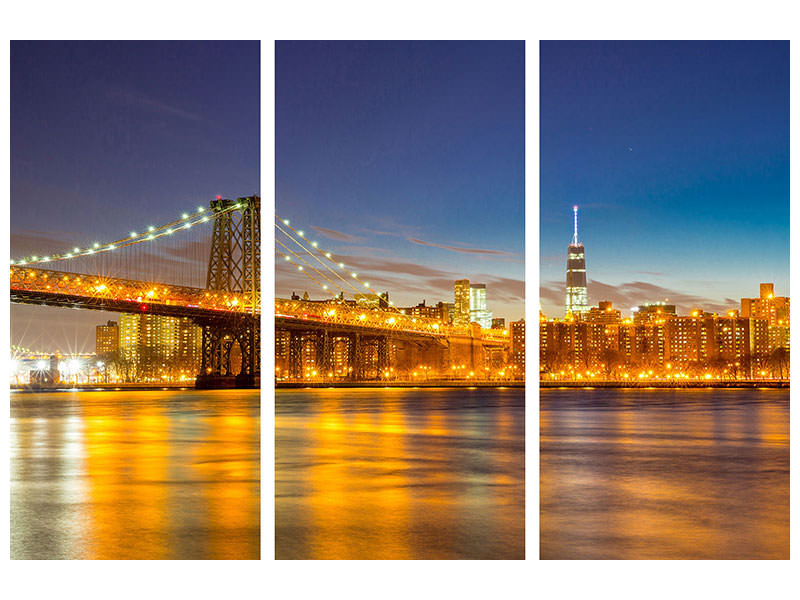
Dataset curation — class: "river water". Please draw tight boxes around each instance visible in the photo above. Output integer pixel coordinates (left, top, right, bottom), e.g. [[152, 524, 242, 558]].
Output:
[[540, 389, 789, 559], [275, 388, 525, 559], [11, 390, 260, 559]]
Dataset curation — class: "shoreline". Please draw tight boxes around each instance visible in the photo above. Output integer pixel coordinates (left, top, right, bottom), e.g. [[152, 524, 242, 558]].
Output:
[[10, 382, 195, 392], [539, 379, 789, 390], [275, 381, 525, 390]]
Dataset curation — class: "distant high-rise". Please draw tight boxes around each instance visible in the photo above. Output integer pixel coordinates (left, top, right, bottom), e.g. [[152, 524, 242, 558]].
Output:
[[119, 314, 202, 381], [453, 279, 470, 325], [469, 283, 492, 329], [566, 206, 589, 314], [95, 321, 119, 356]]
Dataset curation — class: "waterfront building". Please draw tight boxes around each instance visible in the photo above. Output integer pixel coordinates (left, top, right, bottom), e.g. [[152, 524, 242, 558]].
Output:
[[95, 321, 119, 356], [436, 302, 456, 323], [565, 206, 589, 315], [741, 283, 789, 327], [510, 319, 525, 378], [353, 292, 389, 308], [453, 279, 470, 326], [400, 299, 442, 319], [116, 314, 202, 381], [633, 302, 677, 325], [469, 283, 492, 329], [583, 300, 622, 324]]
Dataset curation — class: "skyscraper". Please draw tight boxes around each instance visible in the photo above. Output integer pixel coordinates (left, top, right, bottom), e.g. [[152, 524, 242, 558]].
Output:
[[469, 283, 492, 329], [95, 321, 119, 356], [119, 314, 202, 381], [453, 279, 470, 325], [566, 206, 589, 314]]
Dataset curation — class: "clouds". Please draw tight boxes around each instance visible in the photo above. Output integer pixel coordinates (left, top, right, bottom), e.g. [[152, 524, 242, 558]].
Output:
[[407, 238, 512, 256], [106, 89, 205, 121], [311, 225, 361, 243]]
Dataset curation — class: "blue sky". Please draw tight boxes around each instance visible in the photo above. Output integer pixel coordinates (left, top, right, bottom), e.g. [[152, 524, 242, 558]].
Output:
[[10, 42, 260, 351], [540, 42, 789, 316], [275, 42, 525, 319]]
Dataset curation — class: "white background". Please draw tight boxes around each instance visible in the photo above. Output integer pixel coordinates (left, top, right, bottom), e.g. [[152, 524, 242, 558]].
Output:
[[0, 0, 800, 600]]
=-=-=
## What you should do:
Count the lines in the data above that contain the string "river", and report only the number.

## Exercise response:
1